Исходный текст >>
Я привык много лет, вот только что отпраздновал 25-летие своей студии, довольно долго, по нашим российским меркам, тем более – дизайн, это область, которая 25 лет назад все крутили пальцем у виска, родители все, предки сказали, что ты сошел с ума, ты чего, будешь сейчас рисовать этикетку для колбасы. Это нижайшее было днище, это был позор семьи. Потому что вот вместо получения высшего образования филологического я начал заниматься какой-то хренью. Это точно не благородное дело. Меня никто не поддерживал в этом. Потому что – куда ниже падать? Ценники в магазине рисовать? То есть вот так оценивалось то, что я тогда делал.

А я как раз считаю, что это отличное направление. Я выбрал область, которая была максимально далека от всех вообще моих родственников, какие только были, чтобы никто не мог сказать, что он имеет к этому отношение. Потому что они еще не просто не имели к этому отношения, они мне еще накидали с собой в дорогу вот этих вот оценок, что типа вот… иди-иди туда, скоро вернешься, будешь нормальным человеком. То есть никто меня не поддерживал. И в России не было тогда дизайна, не было рынка дизайнерского, не было спроса, я все это фактически сам создавал, сам изобретал. Мне повезло, что в этот момент довольно скоро появился интернет. Хотя я начал заниматься еще до интернета дизайном, я верстал книжки, всем старым советским мастодонтам книжным помогал с версткой, запускал всякие журналы.

Данные >>
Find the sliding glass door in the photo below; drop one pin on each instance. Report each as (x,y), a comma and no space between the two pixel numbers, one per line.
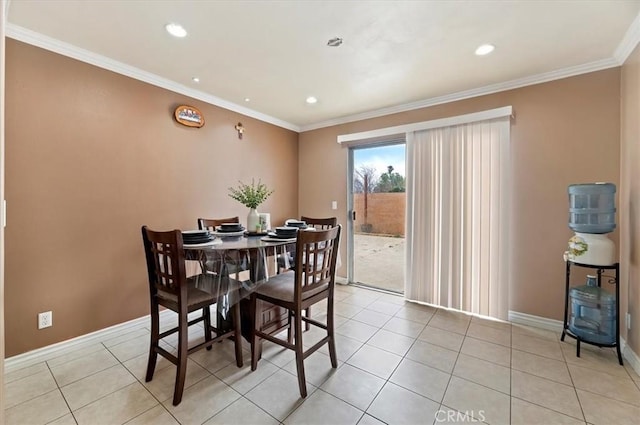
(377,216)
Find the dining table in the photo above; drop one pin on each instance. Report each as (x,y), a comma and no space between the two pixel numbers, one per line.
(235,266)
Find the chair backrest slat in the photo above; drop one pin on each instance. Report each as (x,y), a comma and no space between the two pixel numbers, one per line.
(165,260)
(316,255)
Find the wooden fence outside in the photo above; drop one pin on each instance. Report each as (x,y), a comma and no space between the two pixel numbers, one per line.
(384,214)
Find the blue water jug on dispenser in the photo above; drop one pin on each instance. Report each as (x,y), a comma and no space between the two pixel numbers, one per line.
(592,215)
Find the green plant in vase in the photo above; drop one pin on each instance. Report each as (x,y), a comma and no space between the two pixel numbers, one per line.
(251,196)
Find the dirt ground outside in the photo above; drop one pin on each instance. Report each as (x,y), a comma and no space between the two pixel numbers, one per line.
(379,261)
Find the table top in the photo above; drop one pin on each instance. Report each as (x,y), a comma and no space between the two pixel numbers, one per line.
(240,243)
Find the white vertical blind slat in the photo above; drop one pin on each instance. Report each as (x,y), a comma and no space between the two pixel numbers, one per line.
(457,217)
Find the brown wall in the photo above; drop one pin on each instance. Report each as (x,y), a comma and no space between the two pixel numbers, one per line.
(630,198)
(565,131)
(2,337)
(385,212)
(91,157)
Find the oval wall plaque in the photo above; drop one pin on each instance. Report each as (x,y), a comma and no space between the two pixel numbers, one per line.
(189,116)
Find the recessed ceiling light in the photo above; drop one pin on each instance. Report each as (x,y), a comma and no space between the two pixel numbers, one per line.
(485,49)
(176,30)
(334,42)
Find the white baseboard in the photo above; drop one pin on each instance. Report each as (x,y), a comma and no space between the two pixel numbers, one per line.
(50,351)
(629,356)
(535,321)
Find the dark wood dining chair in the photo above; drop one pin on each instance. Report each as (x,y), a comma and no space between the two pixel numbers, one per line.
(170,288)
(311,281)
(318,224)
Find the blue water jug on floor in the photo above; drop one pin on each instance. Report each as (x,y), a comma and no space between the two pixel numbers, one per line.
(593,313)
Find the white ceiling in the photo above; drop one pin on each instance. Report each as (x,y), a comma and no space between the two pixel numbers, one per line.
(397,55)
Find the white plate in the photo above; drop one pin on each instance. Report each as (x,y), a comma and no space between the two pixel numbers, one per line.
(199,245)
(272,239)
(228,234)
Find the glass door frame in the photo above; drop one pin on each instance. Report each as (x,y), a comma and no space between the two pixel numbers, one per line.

Поставленная задача >> Переведите на английский язык следующее предложение из исходного текста: «Мне повезло, что в этот момент довольно скоро появился интернет».

Полный ответ >> I was lucky that the internet appeared fairly soon at that point.